■ DIRECTIVE: Locate every line in the listing below that contains the string "with" and copy each of those lines in full.

■ TASK DATA:
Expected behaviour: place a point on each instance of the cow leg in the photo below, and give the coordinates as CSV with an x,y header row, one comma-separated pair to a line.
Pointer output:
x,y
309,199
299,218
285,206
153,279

...

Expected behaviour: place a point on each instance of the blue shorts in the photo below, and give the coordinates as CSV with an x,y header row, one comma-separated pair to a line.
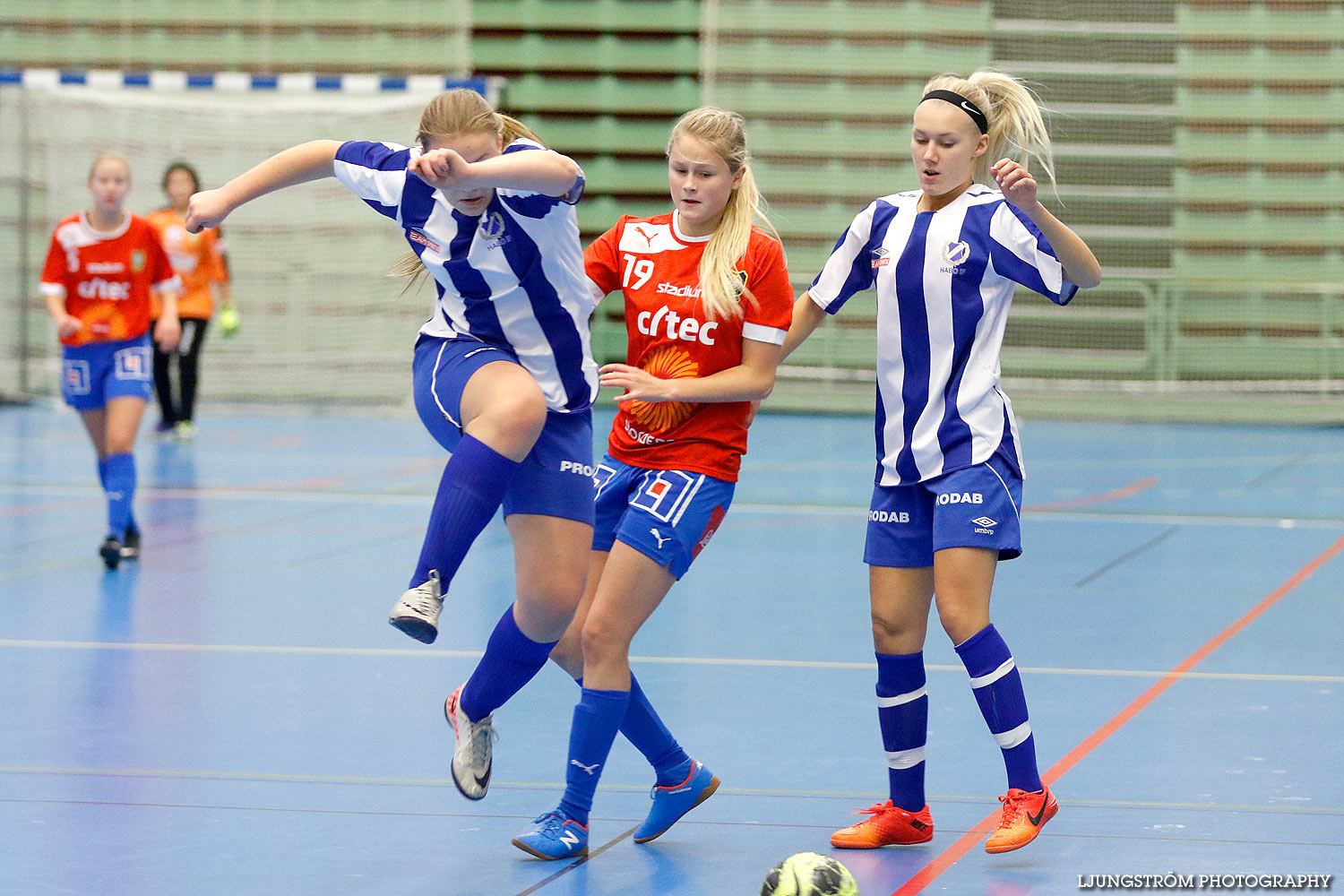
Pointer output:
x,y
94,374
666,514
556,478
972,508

* * *

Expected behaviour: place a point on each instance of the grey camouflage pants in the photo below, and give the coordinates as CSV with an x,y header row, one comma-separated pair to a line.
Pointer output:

■ RESULT OF THIS TASK:
Expected behaviour: place a point on each instance of the cow leg in the photo below, and give the coordinates as CSV with an x,y header row, one comma-separated pair to a line.
Expected behaviour: place a point on each instance of the blue shorts in the photo below, and give the coordinates as CSV with an x,y header row, one comma-separated pair to a line.
Expected behaviour: place a point on each instance of the grey camouflage pants in the photo below, and give the coordinates as CSV with an x,y header row, one comma-separated pair to a line.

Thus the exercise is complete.